**Problem to work on**
Rewrite the data below from its first line through the line holding "x=620 y=302", inclusive, and include the requests. Multiply every coordinate in the answers by 0.7 and round to whole numbers, halves up, but leave the requests and their sample coordinates unchanged and omit the pictures.

++++++++++++++++++++

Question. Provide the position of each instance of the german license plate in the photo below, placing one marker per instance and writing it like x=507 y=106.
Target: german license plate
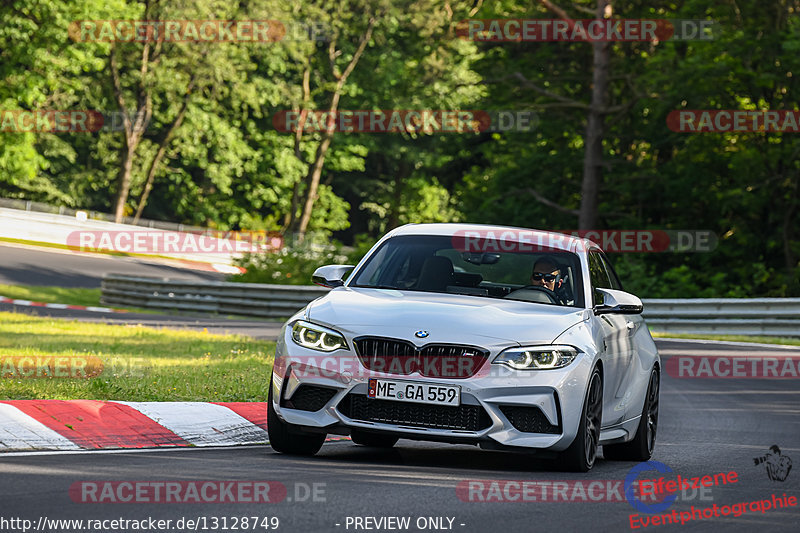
x=408 y=391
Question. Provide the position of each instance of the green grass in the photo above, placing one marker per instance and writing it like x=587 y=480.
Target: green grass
x=59 y=295
x=138 y=363
x=732 y=338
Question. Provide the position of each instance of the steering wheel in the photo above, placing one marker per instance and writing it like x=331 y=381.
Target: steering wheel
x=550 y=294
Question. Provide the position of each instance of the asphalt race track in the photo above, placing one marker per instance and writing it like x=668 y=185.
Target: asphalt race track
x=23 y=265
x=707 y=426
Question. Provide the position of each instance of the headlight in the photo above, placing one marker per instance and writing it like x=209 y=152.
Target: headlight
x=537 y=357
x=317 y=337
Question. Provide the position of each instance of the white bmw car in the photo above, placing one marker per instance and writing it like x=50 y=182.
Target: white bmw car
x=508 y=338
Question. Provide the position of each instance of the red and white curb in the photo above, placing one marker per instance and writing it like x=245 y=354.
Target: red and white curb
x=29 y=303
x=91 y=425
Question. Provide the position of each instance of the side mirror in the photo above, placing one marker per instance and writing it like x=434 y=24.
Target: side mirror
x=331 y=275
x=620 y=302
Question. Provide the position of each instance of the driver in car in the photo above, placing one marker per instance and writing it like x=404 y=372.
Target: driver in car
x=548 y=275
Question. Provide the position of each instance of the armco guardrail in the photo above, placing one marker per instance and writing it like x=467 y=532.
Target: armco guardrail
x=723 y=316
x=249 y=299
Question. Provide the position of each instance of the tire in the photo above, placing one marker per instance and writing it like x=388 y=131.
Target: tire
x=582 y=453
x=641 y=447
x=373 y=440
x=285 y=439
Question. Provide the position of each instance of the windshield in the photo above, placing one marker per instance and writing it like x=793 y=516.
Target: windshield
x=437 y=264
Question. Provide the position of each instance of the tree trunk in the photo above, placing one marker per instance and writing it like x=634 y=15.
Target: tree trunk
x=162 y=150
x=315 y=172
x=593 y=139
x=124 y=181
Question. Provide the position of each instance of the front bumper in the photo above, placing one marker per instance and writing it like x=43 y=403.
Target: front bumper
x=500 y=407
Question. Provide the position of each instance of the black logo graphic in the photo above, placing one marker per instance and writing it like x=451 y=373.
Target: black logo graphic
x=778 y=466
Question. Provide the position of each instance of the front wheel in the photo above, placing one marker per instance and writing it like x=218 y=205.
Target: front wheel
x=641 y=447
x=285 y=439
x=582 y=453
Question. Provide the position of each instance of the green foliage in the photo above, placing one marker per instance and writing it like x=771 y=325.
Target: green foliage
x=229 y=168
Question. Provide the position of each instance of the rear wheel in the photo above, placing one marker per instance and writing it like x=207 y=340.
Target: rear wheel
x=582 y=453
x=642 y=445
x=285 y=438
x=374 y=440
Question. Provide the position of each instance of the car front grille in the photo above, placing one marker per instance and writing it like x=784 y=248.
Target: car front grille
x=396 y=356
x=309 y=398
x=463 y=417
x=529 y=419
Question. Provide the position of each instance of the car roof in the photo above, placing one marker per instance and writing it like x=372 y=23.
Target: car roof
x=552 y=239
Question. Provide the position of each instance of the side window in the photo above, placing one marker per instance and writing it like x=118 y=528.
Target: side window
x=612 y=276
x=598 y=276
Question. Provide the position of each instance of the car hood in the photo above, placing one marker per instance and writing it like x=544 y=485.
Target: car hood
x=447 y=317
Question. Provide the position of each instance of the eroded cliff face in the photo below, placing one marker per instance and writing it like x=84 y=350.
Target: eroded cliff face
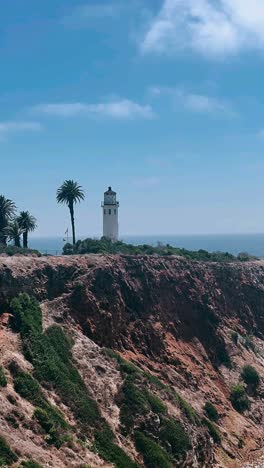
x=192 y=325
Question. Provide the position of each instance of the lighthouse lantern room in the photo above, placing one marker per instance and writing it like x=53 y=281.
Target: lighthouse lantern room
x=110 y=215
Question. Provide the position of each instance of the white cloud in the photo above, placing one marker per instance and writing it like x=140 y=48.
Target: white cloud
x=194 y=102
x=82 y=14
x=119 y=109
x=146 y=182
x=214 y=28
x=12 y=126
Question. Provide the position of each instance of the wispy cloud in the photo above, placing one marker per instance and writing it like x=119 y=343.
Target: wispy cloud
x=194 y=102
x=12 y=126
x=214 y=29
x=146 y=182
x=123 y=109
x=83 y=14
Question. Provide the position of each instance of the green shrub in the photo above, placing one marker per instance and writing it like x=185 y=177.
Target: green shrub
x=188 y=410
x=239 y=399
x=105 y=246
x=30 y=464
x=249 y=343
x=3 y=380
x=173 y=434
x=250 y=376
x=211 y=411
x=154 y=456
x=135 y=403
x=28 y=387
x=27 y=318
x=55 y=435
x=11 y=250
x=50 y=354
x=156 y=405
x=50 y=419
x=212 y=431
x=110 y=452
x=234 y=337
x=7 y=456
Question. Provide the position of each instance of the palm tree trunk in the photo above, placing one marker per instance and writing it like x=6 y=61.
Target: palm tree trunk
x=17 y=242
x=25 y=239
x=73 y=224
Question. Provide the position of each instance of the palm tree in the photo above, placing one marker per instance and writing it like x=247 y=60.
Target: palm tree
x=28 y=223
x=70 y=193
x=13 y=232
x=7 y=211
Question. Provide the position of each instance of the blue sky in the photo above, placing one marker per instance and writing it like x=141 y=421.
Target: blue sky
x=161 y=99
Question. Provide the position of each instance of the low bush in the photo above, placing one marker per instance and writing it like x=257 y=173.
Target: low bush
x=173 y=435
x=11 y=250
x=239 y=399
x=250 y=376
x=211 y=411
x=49 y=418
x=135 y=403
x=156 y=405
x=54 y=433
x=234 y=337
x=212 y=430
x=249 y=343
x=105 y=246
x=50 y=354
x=188 y=410
x=30 y=464
x=110 y=452
x=153 y=455
x=7 y=456
x=3 y=381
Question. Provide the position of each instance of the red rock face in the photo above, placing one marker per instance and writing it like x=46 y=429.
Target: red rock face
x=173 y=317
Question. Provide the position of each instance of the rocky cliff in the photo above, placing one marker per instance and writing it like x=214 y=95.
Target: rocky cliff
x=187 y=327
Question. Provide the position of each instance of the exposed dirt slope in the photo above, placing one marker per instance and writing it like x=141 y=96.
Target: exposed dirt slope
x=193 y=325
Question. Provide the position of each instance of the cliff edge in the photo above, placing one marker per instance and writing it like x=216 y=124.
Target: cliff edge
x=176 y=332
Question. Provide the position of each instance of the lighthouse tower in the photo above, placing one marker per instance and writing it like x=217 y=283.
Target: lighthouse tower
x=110 y=215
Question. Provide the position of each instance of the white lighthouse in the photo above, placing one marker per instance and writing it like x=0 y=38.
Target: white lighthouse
x=110 y=215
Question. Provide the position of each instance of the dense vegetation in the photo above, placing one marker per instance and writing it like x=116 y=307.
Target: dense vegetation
x=7 y=456
x=250 y=376
x=211 y=411
x=11 y=250
x=239 y=398
x=49 y=418
x=3 y=381
x=50 y=355
x=105 y=246
x=167 y=442
x=13 y=226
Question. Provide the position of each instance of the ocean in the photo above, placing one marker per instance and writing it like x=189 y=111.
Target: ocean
x=232 y=243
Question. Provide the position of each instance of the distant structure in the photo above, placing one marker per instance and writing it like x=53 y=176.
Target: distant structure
x=110 y=215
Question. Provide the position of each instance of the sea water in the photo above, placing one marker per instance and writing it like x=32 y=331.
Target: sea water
x=233 y=243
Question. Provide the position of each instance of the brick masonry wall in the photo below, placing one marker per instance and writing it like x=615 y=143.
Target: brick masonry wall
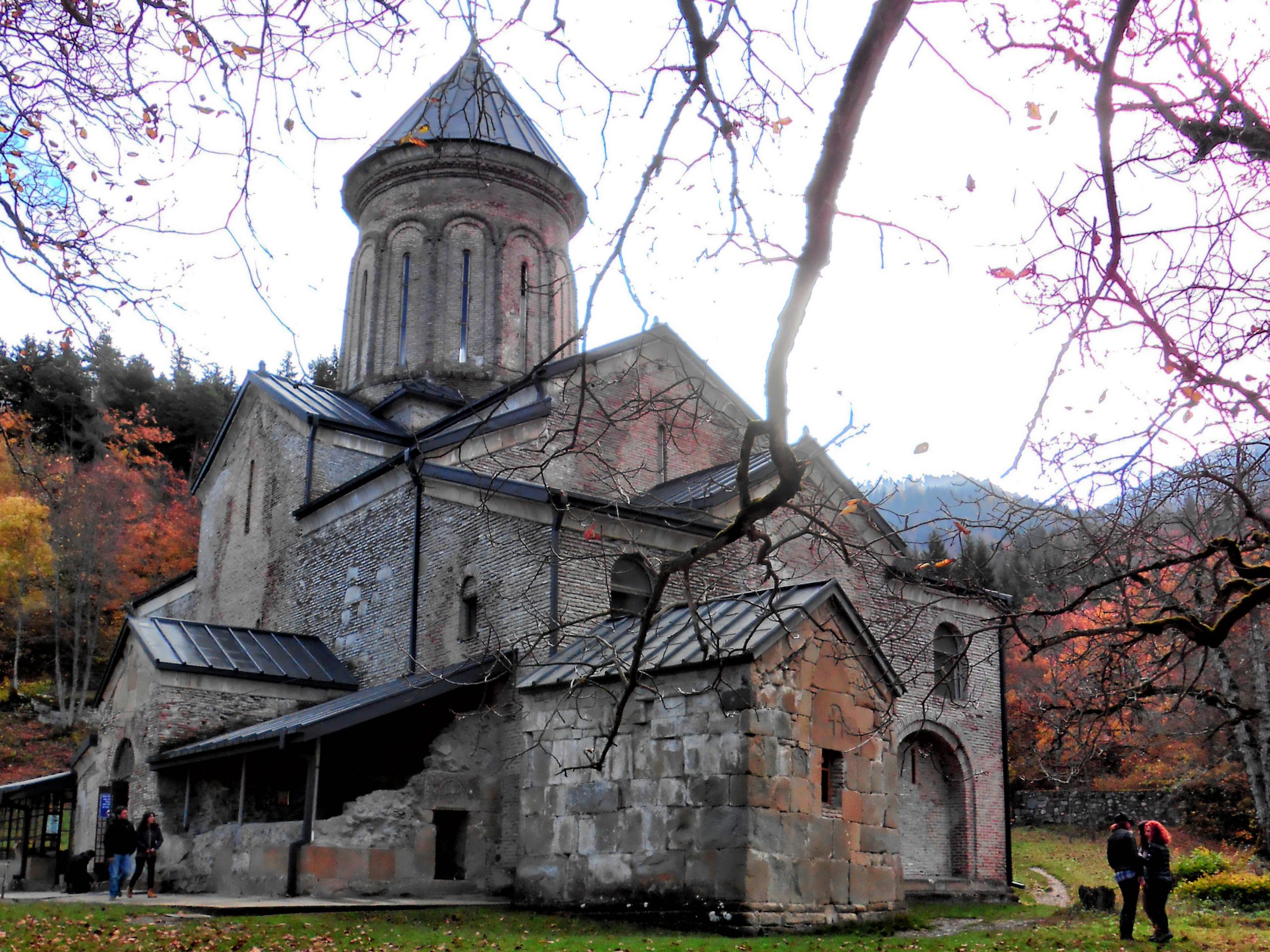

++++++++++++++++++++

**The completed task**
Question. Provide the position of each instance of the german license plate in the photo below, placing one marker per instance and writing it like x=507 y=106.
Target: german license plate
x=286 y=274
Question. Provide the position of each instance of the green grass in the photo above, placing one marker per instance and writing it like x=587 y=480.
Target: green grass
x=41 y=207
x=97 y=254
x=512 y=237
Question. Provide the position of each instance of the steering wheel in the photo above, placing one marker per instance and writing it like x=331 y=381.
Target: steering wheel
x=385 y=206
Question. Provide the position of each instance of the asphalt race track in the photo above, placing one marker per instance and writing it like x=668 y=185.
Target: asphalt race track
x=16 y=186
x=495 y=298
Question. Provide the position of each instance of the headlight in the photo above, placing one marker per instance and writing it like x=209 y=152.
Target: headlight
x=376 y=250
x=222 y=236
Question. Provide the position of each instance of the white bmw car in the photo above, placing one marker per instance and writing it like x=50 y=182.
Target: white bmw car
x=356 y=237
Question. Provide the position of each instance of the red and white curb in the photo above, placing one marker per instance and writing it like x=245 y=354.
Target: red and white curb
x=20 y=212
x=64 y=298
Question. Provide the position of each instance of the side mirror in the photo above, placing one marker per instance and writing it like x=434 y=24.
Target: side mirror
x=232 y=193
x=434 y=211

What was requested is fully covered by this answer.